**Selected passage:**
Major Garrett: When we were young, yes, there were things about television journalism that slackened one's jaw. You're like, 'Wow, I'm seeing this thing live from across the world in real time. That's an amazing thing. How do they do that?' No one thinks that anymore. All of that awe and technological innovation and cost barrier — meaning, 'Guess what? Not everyone can do that. Hardly anyone else can do it but us, and we're here and we've made the effort and made the financial commitment to bring this information to you — that uniqueness also brought — to the word you just used — power, enormous power. That power has been siphoned away considerably as well.

Jon Ward: When did you first read Neil Postman, Amusing Ourselves to Death?

Major Garrett: In the early nineties. Okay. It's been a long time, and I wasn't in television then, so I was, trust me, I was much more, 'Yeah! Yeah! Those guys! That's all awful!!' Now ... I admire the book tremendously. Now I just have a different perspective, a lived perspective on it now. And look, the key word in the book is the last word of the title1, death. Not Dying. It's a spiritual death. It's an intellectual death. It is the cost, the accumulated cultural cost and analytical cost of amusement. We're not dying. But the things that Neil Postman raises about a video world, and its emotional weight and its ephemeral tendencies or qualities, have only been enlarged by things that are not television, but that are video driven.

Named object pointing entries

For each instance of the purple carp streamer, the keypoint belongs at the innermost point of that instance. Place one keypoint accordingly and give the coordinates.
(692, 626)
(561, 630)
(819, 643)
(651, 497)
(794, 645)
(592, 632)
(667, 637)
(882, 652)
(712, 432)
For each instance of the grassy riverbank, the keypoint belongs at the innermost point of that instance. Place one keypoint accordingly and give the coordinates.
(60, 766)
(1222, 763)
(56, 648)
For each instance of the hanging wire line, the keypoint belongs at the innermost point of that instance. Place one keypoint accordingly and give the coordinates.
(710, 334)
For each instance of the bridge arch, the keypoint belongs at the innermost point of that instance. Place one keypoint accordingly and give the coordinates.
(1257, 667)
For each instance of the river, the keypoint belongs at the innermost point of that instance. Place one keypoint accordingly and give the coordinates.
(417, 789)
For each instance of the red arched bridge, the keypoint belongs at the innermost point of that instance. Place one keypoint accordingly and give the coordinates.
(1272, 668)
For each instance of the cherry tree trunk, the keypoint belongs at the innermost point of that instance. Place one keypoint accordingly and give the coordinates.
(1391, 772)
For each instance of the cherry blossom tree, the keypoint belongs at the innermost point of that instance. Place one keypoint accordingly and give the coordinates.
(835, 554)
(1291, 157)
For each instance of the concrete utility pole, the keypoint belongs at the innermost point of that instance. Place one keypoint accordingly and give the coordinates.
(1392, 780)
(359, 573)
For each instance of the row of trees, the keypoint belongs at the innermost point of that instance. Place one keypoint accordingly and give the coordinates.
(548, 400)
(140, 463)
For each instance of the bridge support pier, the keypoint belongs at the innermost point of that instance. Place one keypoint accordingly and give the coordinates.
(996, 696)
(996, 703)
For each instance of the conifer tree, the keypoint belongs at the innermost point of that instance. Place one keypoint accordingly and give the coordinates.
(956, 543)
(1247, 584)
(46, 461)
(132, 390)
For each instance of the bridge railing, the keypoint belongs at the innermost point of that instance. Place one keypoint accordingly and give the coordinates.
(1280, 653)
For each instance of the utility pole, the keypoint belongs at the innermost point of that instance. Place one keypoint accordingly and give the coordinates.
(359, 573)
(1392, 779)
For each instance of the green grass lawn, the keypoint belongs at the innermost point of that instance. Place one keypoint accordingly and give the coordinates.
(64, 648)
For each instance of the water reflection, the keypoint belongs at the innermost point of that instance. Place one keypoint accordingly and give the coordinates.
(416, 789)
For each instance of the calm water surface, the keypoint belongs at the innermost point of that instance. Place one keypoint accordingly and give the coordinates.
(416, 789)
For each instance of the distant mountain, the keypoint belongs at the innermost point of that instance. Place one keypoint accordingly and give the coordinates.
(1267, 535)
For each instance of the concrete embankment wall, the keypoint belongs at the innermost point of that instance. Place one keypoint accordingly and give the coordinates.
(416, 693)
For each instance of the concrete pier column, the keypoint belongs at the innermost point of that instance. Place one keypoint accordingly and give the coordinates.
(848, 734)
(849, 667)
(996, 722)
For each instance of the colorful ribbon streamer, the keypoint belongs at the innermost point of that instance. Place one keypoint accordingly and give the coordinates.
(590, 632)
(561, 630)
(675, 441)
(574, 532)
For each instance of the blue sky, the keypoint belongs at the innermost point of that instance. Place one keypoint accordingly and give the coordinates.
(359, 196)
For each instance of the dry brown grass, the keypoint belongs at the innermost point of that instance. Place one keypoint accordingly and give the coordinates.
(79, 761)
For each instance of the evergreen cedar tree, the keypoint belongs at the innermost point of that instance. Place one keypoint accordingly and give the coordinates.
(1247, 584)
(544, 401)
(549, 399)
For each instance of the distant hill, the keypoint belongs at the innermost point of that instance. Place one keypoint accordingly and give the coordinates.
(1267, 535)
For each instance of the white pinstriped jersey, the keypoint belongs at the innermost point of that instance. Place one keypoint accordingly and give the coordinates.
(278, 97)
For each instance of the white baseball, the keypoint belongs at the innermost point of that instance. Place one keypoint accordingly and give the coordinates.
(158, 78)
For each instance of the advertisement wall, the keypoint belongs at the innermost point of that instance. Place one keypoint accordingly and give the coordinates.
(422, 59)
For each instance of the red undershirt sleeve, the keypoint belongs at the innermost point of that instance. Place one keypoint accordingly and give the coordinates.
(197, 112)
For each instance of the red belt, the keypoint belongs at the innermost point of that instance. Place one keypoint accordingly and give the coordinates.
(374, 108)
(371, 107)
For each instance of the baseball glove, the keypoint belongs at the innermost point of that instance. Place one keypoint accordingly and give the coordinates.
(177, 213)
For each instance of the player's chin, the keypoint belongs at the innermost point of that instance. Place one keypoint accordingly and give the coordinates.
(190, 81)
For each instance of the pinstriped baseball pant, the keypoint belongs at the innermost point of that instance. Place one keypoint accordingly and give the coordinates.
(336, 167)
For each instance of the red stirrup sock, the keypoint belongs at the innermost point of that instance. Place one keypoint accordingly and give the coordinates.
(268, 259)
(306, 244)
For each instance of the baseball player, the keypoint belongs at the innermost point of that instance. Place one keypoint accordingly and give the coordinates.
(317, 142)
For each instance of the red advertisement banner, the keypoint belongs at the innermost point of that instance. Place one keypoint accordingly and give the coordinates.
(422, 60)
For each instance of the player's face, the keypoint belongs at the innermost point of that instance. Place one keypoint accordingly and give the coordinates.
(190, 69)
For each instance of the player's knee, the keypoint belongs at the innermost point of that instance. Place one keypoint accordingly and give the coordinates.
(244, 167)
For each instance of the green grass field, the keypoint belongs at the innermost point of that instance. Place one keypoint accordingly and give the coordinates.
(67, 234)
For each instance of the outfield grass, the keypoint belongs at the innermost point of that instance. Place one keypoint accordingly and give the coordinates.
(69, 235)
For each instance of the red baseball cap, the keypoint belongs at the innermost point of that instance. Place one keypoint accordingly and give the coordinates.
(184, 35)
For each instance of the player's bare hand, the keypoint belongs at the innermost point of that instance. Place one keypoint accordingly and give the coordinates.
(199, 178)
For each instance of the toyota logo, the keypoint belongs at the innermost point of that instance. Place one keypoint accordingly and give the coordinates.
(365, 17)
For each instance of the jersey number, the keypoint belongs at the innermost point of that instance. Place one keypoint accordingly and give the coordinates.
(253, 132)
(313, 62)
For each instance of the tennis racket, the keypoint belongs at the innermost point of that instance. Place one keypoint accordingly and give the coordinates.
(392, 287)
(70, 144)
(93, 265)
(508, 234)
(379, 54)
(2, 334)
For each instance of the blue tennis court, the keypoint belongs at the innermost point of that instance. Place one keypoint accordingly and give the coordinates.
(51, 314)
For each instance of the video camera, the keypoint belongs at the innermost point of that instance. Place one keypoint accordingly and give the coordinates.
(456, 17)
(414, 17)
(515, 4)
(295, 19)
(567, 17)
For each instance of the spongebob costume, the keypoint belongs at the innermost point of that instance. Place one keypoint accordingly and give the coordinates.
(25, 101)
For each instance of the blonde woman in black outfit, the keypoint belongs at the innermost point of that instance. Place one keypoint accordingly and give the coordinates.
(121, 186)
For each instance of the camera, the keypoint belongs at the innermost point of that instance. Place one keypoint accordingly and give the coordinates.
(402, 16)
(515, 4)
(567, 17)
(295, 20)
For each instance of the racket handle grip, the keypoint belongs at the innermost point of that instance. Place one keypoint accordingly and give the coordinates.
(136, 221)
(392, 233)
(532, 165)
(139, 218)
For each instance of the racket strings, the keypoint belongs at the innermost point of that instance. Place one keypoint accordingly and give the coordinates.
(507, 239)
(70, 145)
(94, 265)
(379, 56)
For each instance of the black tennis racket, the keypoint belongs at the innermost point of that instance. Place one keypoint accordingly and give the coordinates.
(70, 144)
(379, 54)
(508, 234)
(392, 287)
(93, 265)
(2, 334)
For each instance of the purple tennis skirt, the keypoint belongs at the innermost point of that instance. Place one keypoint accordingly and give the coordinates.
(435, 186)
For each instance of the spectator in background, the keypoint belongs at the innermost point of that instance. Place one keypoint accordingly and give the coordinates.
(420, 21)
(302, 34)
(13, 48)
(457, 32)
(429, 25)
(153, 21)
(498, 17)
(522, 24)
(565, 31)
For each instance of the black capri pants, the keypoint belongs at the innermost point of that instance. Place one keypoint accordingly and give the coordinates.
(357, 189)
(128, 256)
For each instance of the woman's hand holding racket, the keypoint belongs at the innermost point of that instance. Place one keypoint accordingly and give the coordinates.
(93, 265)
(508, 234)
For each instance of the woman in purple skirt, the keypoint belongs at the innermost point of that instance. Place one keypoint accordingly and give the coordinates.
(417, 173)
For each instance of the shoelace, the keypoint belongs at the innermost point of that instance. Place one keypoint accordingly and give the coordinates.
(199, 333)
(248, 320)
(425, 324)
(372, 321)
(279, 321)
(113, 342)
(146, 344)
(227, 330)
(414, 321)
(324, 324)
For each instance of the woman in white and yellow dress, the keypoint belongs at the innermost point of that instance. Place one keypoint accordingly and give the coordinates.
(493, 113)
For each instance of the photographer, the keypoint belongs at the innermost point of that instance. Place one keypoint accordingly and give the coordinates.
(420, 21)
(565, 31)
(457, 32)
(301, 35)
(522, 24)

**Exercise set:**
A) In the interview excerpt, what does Major Garrett say gave television journalism its power?
B) List every person named in the interview excerpt.

**Answers for the tasks:**
A) Its uniqueness gave it power. The awe, the technological innovation and the cost barrier meant that hardly anyone else could bring live information from across the world, so the few who made the effort and the financial commitment held enormous power.

B) Major Garrett, Jon Ward, Neil Postman